The odd trio The Tofflers, Gingrich look to crest on the Third Wave

WASHINGTON -- Frederick the Great had Voltaire, Franklin Roosevelt had Felix Frankfurter, and John Kennedy had Arthur Schlesinger Jr., but never in the history of political mentors has there been a relationship quite like that of House Speaker Newt Gingrich and Alvin and Heidi Toffler.

For decades the Tofflers have been heroes to a cult of futurists, many of them on the left. But in the past several months they have emerged as perhaps the leading theorists to Gingrich and the revolutionaries on the right who just took over the House.

The Tofflers speak of "the demassification of mass-production," of the "growing noninterchangeability of labor" and of "the precybernetic machine." They assert that "as the super-symbolic economy unfolds, the proletariat becomes a cognitariat."

But as inscrutable as some of their rhetoric may seem, the Tofflers, who began conducting a dialogue with Gingrich long before he entered the House, are speaking the language of the new Republican Party and the future its insurgents hope to make for themselves.

> **Short task 1**: Find every line of the records that contains the string "floodlight", and copy each of those lines. Case counts.

> **Supplied records**:
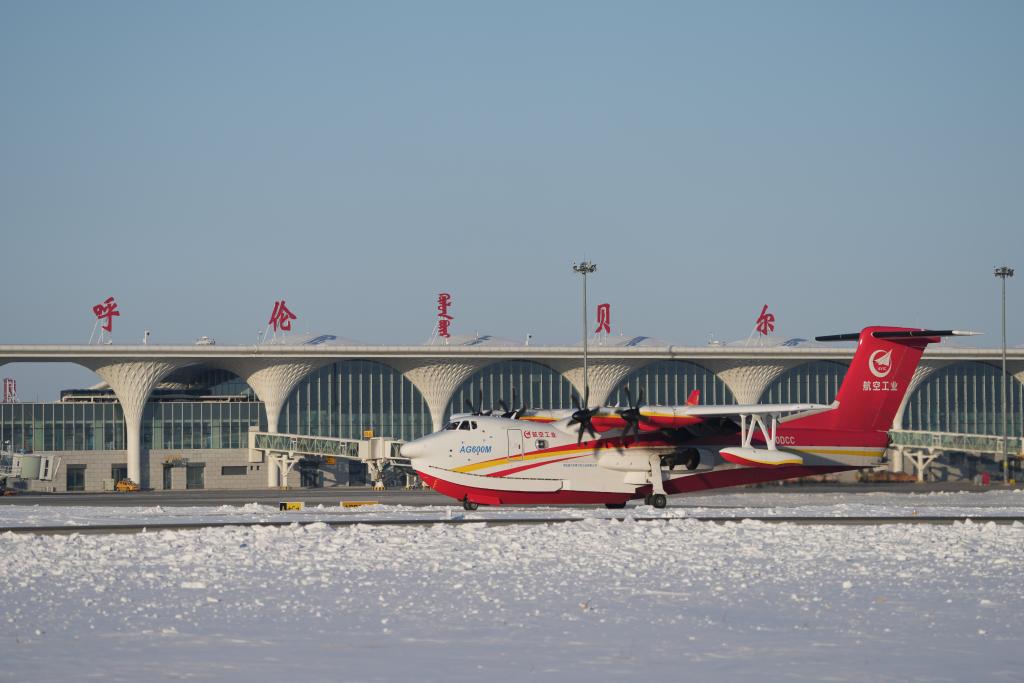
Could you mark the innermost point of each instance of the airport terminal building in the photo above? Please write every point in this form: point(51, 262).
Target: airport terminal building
point(181, 417)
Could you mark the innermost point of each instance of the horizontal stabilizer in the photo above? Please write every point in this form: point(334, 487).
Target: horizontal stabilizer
point(760, 457)
point(898, 334)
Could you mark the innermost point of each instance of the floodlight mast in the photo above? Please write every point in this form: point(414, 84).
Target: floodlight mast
point(1003, 272)
point(584, 269)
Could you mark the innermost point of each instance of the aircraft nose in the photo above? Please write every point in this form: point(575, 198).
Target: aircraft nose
point(412, 450)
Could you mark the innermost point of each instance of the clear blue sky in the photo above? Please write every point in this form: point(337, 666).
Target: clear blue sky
point(847, 163)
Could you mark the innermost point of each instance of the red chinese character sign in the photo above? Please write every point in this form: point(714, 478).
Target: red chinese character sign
point(766, 323)
point(104, 312)
point(603, 318)
point(281, 318)
point(443, 317)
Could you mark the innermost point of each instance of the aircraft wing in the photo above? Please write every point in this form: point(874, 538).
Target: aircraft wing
point(752, 409)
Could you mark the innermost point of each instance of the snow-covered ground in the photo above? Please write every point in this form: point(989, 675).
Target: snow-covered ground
point(603, 599)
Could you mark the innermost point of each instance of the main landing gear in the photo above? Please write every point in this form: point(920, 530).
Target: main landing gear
point(656, 500)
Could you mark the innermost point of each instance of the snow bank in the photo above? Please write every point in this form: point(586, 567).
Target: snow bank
point(597, 600)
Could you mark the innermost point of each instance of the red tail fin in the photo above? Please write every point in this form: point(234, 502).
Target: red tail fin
point(879, 377)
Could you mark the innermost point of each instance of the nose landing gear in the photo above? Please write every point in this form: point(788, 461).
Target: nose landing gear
point(656, 500)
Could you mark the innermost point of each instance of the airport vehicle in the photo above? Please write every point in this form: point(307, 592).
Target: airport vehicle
point(650, 452)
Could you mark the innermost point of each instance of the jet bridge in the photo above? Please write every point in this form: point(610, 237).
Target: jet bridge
point(27, 466)
point(380, 455)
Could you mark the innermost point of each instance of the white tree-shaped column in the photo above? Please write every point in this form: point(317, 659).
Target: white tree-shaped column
point(132, 382)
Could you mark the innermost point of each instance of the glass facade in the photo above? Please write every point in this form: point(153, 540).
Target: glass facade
point(965, 398)
point(540, 386)
point(214, 410)
point(345, 398)
point(100, 426)
point(670, 383)
point(815, 382)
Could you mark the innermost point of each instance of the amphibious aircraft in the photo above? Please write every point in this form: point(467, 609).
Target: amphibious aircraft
point(650, 452)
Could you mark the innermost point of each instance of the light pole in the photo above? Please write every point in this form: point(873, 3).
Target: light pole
point(1003, 272)
point(585, 268)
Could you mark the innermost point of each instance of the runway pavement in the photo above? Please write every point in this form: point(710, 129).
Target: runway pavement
point(419, 497)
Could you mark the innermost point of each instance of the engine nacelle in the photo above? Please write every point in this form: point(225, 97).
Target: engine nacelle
point(760, 457)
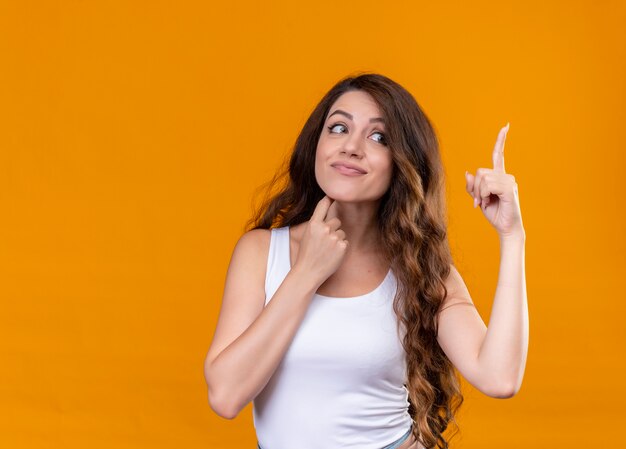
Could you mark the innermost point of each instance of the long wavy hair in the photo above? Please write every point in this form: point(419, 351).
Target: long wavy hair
point(413, 227)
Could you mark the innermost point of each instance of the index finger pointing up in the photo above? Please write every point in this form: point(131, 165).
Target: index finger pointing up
point(498, 150)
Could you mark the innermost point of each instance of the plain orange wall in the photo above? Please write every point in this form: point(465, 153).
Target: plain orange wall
point(133, 135)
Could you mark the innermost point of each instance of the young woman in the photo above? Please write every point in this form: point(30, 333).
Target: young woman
point(344, 319)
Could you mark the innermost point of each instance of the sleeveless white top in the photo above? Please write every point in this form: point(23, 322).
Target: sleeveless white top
point(341, 383)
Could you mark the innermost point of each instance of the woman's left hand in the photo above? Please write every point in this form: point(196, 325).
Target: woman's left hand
point(496, 192)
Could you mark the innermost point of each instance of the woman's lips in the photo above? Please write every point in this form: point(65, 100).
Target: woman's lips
point(347, 171)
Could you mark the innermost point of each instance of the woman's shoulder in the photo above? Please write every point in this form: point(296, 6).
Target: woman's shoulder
point(255, 238)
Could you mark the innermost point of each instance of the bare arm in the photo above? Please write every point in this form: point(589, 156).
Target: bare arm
point(251, 340)
point(238, 373)
point(492, 359)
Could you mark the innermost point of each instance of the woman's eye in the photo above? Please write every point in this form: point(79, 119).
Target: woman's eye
point(341, 128)
point(381, 139)
point(335, 126)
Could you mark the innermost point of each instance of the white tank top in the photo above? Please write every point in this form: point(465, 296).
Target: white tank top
point(342, 380)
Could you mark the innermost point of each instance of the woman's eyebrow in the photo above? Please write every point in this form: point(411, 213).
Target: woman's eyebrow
point(372, 120)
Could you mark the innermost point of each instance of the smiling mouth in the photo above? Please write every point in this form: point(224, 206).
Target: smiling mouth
point(347, 171)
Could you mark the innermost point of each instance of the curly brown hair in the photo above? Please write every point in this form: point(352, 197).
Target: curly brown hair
point(413, 227)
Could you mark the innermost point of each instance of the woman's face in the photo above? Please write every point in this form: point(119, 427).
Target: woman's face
point(353, 136)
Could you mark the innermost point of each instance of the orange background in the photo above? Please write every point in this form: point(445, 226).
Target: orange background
point(133, 136)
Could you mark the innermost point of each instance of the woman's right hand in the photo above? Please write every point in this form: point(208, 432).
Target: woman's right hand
point(323, 245)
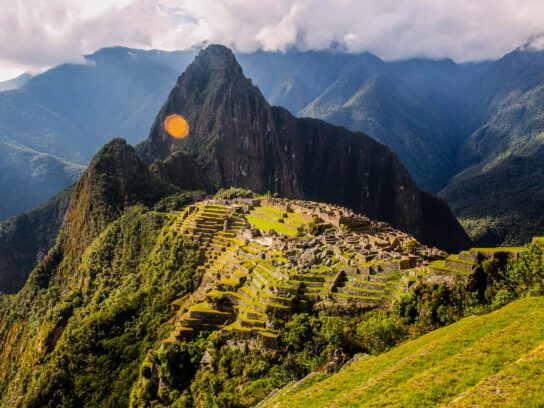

> **Short task 2**: Decide whether each statement agrees with the passage on the Tofflers and Gingrich, answering yes or no and quoting the words of the passage that settle it: (a) The Tofflers have been heroes to futurists for decades. (b) The Tofflers began their dialogue with Gingrich after he entered the House. (c) Franklin Roosevelt had Arthur Schlesinger Jr. as a mentor.

> **Complete answer 1**:
Could you mark the innermost point of each instance of the floodlight mast in the photo above? Please write every point in this form: point(414, 84).
Target: floodlight mast

> **Complete answer 2**:
(a) Yes: "For decades the Tofflers have been heroes to a cult of futurists, many of them on the left."
(b) No: "who began conducting a dialogue with Gingrich long before he entered the House"
(c) No: "Franklin Roosevelt had Felix Frankfurter, and John Kennedy had Arthur Schlesinger Jr."